[start of Materials provided]

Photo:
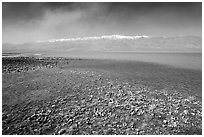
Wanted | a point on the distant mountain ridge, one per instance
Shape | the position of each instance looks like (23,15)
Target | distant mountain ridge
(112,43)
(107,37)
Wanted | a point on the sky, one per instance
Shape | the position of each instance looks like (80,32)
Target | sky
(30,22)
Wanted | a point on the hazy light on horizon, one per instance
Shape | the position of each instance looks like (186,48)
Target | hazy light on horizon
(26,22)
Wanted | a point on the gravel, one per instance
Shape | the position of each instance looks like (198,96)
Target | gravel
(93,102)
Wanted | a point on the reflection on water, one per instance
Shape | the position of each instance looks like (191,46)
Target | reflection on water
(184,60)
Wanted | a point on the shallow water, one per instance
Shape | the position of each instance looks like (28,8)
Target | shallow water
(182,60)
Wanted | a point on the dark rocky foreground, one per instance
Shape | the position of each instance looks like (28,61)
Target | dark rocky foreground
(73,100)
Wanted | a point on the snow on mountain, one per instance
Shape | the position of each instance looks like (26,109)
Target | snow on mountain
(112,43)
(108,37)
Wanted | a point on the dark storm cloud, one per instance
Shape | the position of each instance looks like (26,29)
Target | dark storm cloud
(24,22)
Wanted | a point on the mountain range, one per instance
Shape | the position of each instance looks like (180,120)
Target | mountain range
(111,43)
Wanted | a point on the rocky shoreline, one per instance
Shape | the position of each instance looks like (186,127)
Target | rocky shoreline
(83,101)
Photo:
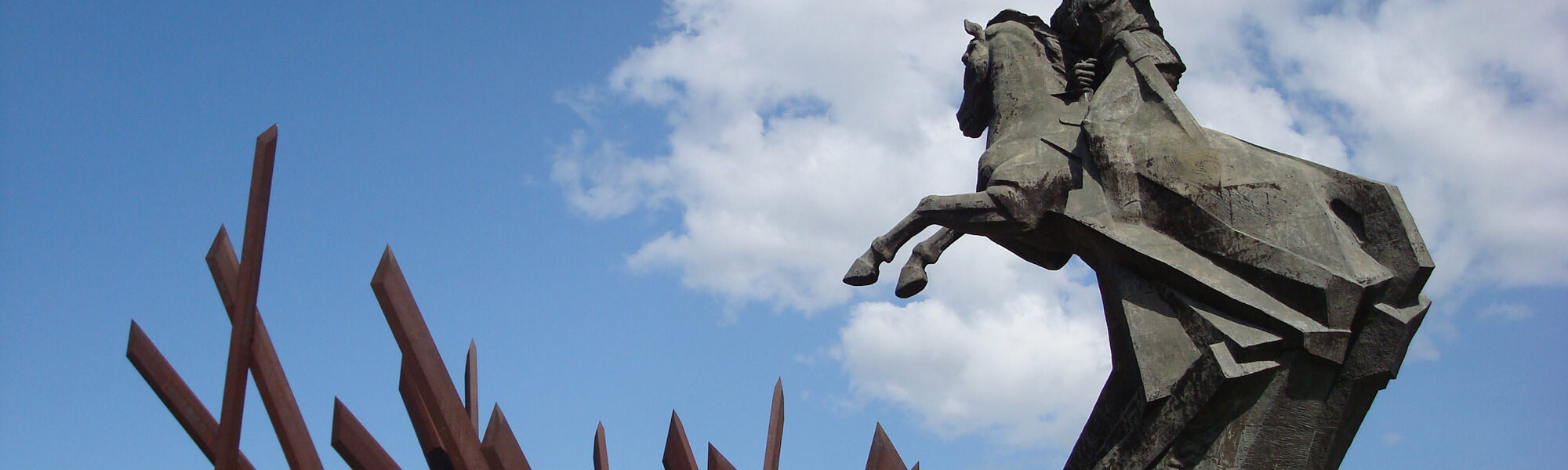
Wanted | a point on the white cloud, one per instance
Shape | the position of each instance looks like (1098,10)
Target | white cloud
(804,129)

[end of Materials provided]

Request: Repeat the lines above exactly, and keep every picture out.

Exercise output:
Photo:
Wanted | a point on the distant mountain ridge, one per instance
Shape | the position of each instance looks like (23,15)
Target | distant mountain ridge
(112,43)
(107,37)
Wanted | a point on the sky, one per instance
Shape | the position of each instance looks like (80,32)
Target | sky
(30,22)
Wanted | a point on the hazy light on horizon, one per instance
Shape | the position of each instance looks like (186,48)
Target | hazy light on horizon
(26,22)
Wanted | a point on the gravel, one per instance
Shape | the position of each instance looks like (198,96)
Target | gravel
(93,102)
Wanted | a point on the reflection on water, one per instance
Shape | the position of each instance looks like (191,46)
Target | reflection on water
(184,60)
Wanted | a point on the shallow water, one per instance
Shape | the position of each instance looks like (28,8)
Target | shallow water
(182,60)
Wanted | a point on the dark rocky foreground, one per instance
Shape | the position of each instance looks like (28,61)
Target | dark rocky foreground
(73,100)
Wanted | a point on the snow on mountain, one per instance
Shape | the position of each instance looks like (26,109)
Target | snow on mountain
(112,43)
(108,37)
Wanted | a point on the dark storm cloud, one per instance
Shape | the position of each instance looks like (26,29)
Target | dark storm cloud
(24,22)
Wanted | a point on the mountain range, one per instance
Shape | the position of each instance looks like (180,120)
Target | mountain range
(111,43)
Wanted | a point on the rocky shoreline, one per instance
Shape | the position of each instance looks like (186,127)
Target | rocky shoreline
(83,101)
Photo:
Wanted | a point on the white cloud, one per instance
Shape | the position of each instance looks like (1098,10)
Target | white cloud
(804,129)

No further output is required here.